_Stated problem:_ Please put the items into a numbered list, starting with their first line and going on through the line that contains "0 219 565 322", with blank lines left out.

_Data section:_

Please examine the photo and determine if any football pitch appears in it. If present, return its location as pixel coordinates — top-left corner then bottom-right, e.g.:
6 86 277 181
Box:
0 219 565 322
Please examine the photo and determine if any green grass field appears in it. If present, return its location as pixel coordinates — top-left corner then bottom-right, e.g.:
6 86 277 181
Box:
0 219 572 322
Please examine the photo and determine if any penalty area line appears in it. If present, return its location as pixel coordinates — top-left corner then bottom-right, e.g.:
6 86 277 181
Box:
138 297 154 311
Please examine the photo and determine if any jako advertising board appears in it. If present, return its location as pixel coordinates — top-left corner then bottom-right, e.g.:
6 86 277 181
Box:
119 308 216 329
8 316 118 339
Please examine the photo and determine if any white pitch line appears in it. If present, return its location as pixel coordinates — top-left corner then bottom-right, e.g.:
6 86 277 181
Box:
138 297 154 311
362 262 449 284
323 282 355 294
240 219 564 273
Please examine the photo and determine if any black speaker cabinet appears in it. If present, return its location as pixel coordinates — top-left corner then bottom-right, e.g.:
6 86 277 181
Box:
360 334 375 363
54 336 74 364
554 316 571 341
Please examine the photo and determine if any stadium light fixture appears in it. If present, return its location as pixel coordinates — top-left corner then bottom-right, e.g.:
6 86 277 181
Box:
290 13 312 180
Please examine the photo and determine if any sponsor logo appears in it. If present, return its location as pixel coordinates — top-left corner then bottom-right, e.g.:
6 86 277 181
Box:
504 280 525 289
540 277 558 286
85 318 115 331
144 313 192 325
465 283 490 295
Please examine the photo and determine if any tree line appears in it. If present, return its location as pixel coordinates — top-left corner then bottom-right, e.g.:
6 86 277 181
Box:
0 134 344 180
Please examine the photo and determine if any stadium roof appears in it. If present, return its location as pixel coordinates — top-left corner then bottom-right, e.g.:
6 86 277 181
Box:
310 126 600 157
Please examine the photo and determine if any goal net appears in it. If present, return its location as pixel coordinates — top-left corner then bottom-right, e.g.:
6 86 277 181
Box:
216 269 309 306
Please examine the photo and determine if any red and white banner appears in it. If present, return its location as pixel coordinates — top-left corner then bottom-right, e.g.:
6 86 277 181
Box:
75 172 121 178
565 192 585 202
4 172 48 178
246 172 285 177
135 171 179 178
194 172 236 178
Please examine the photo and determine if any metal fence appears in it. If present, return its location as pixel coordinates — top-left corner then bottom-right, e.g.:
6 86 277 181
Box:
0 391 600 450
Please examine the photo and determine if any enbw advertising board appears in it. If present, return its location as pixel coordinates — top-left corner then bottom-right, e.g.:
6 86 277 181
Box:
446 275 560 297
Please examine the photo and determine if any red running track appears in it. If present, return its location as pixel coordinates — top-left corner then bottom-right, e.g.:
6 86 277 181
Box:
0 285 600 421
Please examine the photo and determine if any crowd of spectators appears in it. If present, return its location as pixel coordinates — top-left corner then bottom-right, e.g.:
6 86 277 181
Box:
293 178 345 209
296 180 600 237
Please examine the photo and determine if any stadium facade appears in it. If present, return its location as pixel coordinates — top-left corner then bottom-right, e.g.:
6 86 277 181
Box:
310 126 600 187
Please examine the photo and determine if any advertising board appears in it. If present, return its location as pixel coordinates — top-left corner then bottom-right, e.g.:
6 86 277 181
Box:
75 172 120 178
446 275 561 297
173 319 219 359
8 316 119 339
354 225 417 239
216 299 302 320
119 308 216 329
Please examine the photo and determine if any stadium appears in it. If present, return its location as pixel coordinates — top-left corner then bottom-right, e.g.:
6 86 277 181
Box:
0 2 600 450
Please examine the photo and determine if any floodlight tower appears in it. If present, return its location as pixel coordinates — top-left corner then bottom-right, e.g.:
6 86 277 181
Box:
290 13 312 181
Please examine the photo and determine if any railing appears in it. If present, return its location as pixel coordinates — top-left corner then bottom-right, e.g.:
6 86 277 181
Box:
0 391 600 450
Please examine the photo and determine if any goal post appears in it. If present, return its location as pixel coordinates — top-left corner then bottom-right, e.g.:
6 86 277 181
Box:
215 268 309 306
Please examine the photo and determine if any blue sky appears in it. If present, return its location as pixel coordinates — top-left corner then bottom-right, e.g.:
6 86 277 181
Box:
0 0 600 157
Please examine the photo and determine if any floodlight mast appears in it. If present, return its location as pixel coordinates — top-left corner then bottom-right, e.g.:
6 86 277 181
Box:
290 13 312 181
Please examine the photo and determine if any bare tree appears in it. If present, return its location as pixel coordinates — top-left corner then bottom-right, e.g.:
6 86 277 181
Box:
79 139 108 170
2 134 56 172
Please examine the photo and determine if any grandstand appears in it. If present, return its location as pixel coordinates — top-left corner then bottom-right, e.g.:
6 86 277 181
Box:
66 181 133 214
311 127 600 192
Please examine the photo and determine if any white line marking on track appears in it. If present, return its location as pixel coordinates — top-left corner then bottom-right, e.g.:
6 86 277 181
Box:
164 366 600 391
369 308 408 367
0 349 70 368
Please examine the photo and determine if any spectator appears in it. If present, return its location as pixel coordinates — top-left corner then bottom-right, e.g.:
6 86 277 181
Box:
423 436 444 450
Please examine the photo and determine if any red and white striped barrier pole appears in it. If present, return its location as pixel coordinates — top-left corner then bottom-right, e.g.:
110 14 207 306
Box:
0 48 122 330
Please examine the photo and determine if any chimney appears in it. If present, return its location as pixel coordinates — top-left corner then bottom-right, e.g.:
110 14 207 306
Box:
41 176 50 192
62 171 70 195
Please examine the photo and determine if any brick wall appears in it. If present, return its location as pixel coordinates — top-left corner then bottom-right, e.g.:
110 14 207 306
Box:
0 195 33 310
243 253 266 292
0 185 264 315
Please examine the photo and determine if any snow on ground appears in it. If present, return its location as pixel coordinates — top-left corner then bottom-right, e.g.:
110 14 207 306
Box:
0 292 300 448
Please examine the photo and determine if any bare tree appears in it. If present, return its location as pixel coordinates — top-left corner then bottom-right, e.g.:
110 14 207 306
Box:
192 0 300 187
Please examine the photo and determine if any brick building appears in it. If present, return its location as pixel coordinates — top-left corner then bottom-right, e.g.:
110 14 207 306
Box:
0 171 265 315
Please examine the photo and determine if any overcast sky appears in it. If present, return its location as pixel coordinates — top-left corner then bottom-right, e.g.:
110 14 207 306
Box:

_Answer to this task:_
1. Please examine the photo and determine if any football pitch appears in it. If present, return its location as pixel coordinates — top-left corner then bottom-right, e.g.:
2. 6 86 277 181
3. Box:
4. 0 219 565 322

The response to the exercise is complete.